* _Text extract_:

3. Tables have to be cleaned up after a session times out
4. Need to make sure the same session can only have one active temporary table at a time, otherwise one session can consume an excessive amount of disk
5. Database engines were not designed for this -- engines like the schema to stay constant, and creating and dropping tables every few minutes is disastrous

Instead of using temporary tables, create one "query results" table that is also indexed on session ID. You still have to garbage collect the rows at some point, but managing rows is easier than managing entire tables.

A database solution is appealing because you can leverage indexes. A database can be accessed from any machine on a server farm, so sessions don't have to be tied to particular servers.

The devil is always in the details. Where does the row number come from? Unfortunately, you usually can't use the select INTO clause to populate the query results table. This is because you can't tell SQL to generate an incrementing row number based on the ORDER BY clause. Some dialects of SQL might actually support this. Without such support you have to write code that iterates through the result set, adds an incrementing row number column, and inserts the row into the query results table. This can be very slow for large result sets.

It seems natural to use XML to represent temporary result sets, but generally this approach doesn't scale.

XML files are fundamentally slow because the file system can't index XML documents. Stores like eXcelon can index XML but all of the undesirable features of temporary tables described earlier will creep up.

If your data sets are small, you could get away with managing temporary XML files in the file system. You could try to forego files and cache documents in memory. Row-based access is fast when the document has an ID attribute whose value indicates the row number (r1, r2, r3, etc.). XML parsers automatically index ID attributes for fast access. However, this solution doesn't work on server farms.

In conclusion...

The short answer is this is not easy. The longer answer is that the best solution seems to be to store query results in a permanent table that is specifically indexed for page-based access. The best implementation depends on the size of the result sets. Database-based solutions scale up to very large result sets and scale out to web farms.

You can even pre-populate the query results table with your most popular queries. This out-perfoms all possible implementations and that's an understatement. Of course the assumption is that the underlying data doesn't change frequently, which may or may not be correct.

* _Supplied material_:
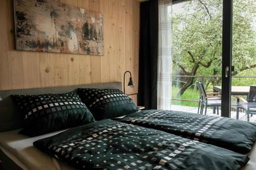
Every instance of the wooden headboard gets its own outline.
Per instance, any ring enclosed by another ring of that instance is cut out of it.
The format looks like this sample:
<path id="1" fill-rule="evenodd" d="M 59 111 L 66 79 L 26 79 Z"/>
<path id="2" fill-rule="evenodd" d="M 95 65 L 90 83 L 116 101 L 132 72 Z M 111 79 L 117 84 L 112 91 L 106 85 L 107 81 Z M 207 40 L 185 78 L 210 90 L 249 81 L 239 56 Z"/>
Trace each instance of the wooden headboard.
<path id="1" fill-rule="evenodd" d="M 40 94 L 63 93 L 76 91 L 77 88 L 108 88 L 122 90 L 121 82 L 91 84 L 70 86 L 46 87 L 19 90 L 0 91 L 0 132 L 22 128 L 24 127 L 24 117 L 17 111 L 13 105 L 11 94 Z"/>

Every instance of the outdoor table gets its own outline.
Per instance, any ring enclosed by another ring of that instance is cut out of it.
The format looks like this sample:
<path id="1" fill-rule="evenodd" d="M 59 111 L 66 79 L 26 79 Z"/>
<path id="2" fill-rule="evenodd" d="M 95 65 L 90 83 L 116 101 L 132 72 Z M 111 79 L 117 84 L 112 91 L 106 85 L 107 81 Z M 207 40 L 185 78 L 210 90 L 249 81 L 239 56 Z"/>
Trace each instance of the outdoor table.
<path id="1" fill-rule="evenodd" d="M 214 90 L 221 92 L 222 87 L 219 86 L 214 86 Z M 231 95 L 246 95 L 246 100 L 248 100 L 250 86 L 231 86 Z M 238 102 L 239 101 L 238 101 Z M 232 105 L 232 104 L 231 104 Z M 215 109 L 214 109 L 214 114 L 215 113 Z M 237 113 L 237 117 L 238 114 Z"/>

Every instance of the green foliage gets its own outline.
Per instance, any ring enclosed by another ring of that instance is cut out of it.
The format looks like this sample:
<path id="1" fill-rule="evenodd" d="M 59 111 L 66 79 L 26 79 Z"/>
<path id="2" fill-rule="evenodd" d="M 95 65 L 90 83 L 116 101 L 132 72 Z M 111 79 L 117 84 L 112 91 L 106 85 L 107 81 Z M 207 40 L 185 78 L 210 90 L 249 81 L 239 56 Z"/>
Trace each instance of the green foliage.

* _Actions to take_:
1 - Write out the stretch of the text on storing query results from "3. Tables have" through "to particular servers.".
2 - State whether each statement below agrees with the text on storing query results, answering yes or no and quoting the words of the text that settle it.
(a) XML parsers index ID attributes automatically.
(b) Caching XML documents in memory works on server farms.
(c) SQL can be told to generate an incrementing row number based on the ORDER BY clause.

* _Expected outputs_:
1 -
3. Tables have to be cleaned up after a session times out
4. Need to make sure the same session can only have one active temporary table at a time, otherwise one session can consume an excessive amount of disk
5. Database engines were not designed for this -- engines like the schema to stay constant, and creating and dropping tables every few minutes is disastrous

Instead of using temporary tables, create one "query results" table that is also indexed on session ID. You still have to garbage collect the rows at some point, but managing rows is easier than managing entire tables.

A database solution is appealing because you can leverage indexes. A database can be accessed from any machine on a server farm, so sessions don't have to be tied to particular servers.

2 -
(a) Yes: "XML parsers automatically index ID attributes for fast access."
(b) No: "However, this solution doesn't work on server farms."
(c) No: "you can't tell SQL to generate an incrementing row number based on the ORDER BY clause."